- Document text -
┌──

Editorial: Zelenskyy opens a second front—against his own people
The protest signs in Kyiv yesterday said everything: “My father did not die for this.”
When Ukrainians took to the streets 11 years ago in Ukraine’s Euromaidan Revolution, they had simple demands: a country where one would want to live. A place where everyone is treated equally under the law and justice is not an empty word.
Yesterday, in 72 hours, Ukraine’s government destroyed those hopes by dismantling what took a decade to build.
The rushed adoption hidden in another law, the dirty tactics pressuring MPs, the ongoing investigations against Zelenskyy’s inner circle, the flimsy accusations against Ukraine’s anti-corruption organs invoking old traffic accidents, leave no mistake: this legal theater was a planned assault on the system of checks and balances created since Euromaidan.

The significance of this system for Ukraine is profound. Since Aristotle’s time, dividing power into legislative, executive, and judiciary has separated democratic governance from monarchy. In Ukraine, it was largely theater—and each revolution rose against increasing authoritarianism.
NABU and SAPO, whatever their flaws, were the first real separation of power in Ukraine. They could be improved, made more effective. But gutting their independence isn’t about effectiveness—it’s about destroying Ukraine’s capacity to check those in power and resist authoritarianism.
This is what’s happening now. The young people who flooded Ukrainian cities in protest are defending republicanism against monarchy. This desire sets Ukrainians apart from Russia and Belarus—the promise of European integration sealed with the blood of Euromaidan protesters who died for freedom.

This promise of functioning democracy, the best guarantee of dignified life, drove Ukraine since 2014 to reject the Russian path where personal freedom gets discarded and authority worshipped. It drives Ukrainians defending their land against the Russian invasion.

└──

- Tasks and exercises -
**a)** Decide whether each statement below agrees with the editorial above. For each one, answer yes or no and quote the words of the editorial that settle it.
(i) The Euromaidan Revolution took place 11 years ago.
(ii) The government's action against the anti-corruption system took a month.
(iii) The editorial describes NABU and SAPO as flawless.
**b)** According to the editorial above, what did the protest signs in Kyiv say?

- Raw data -
┌──

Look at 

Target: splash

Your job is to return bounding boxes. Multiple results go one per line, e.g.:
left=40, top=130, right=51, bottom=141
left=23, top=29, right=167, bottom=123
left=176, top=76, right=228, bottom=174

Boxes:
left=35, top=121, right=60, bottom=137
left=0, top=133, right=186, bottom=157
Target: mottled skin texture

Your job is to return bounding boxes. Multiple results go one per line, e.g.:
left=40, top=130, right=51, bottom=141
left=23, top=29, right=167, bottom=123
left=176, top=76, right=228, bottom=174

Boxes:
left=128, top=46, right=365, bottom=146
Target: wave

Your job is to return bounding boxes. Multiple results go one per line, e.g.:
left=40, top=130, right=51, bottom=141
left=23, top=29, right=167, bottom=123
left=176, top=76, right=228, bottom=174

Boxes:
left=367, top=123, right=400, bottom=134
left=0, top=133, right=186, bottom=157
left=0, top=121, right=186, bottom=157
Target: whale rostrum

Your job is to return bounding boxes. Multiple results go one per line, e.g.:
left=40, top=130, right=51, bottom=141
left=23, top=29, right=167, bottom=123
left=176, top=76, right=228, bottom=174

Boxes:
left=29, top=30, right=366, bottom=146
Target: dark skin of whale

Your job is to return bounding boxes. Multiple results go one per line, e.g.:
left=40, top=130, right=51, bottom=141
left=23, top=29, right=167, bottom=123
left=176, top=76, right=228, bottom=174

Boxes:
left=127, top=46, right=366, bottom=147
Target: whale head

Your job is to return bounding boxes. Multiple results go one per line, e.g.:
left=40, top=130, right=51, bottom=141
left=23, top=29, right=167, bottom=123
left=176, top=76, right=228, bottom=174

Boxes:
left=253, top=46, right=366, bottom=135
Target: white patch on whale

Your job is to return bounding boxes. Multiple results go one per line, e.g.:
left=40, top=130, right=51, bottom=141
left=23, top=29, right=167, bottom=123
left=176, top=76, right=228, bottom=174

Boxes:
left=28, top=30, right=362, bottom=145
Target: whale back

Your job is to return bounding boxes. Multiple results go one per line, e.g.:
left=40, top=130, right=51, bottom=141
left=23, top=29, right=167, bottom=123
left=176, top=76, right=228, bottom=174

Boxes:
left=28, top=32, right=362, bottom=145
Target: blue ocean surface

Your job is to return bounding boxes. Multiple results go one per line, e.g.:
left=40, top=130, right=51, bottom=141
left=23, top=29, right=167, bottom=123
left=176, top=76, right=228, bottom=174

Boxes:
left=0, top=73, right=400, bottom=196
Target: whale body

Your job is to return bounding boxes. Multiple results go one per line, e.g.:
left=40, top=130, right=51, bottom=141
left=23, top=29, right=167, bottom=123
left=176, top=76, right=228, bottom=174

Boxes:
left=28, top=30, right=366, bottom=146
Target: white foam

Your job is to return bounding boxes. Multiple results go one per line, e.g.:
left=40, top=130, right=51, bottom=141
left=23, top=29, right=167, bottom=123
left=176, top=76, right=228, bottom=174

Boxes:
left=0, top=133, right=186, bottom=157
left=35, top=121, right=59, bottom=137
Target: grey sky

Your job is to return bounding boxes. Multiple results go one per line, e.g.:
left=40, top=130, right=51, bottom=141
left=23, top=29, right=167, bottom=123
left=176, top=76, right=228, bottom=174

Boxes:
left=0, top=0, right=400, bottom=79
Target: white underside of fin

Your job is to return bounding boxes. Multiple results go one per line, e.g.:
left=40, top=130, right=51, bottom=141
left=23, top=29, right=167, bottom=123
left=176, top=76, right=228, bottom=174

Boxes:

└──

- Answers for the tasks -
**a)**
(i) Yes: "took to the streets 11 years ago in Ukraine’s Euromaidan Revolution"
(ii) No: "in 72 hours"
(iii) No: "whatever their flaws"

**b)** The signs said, "My father did not die for this."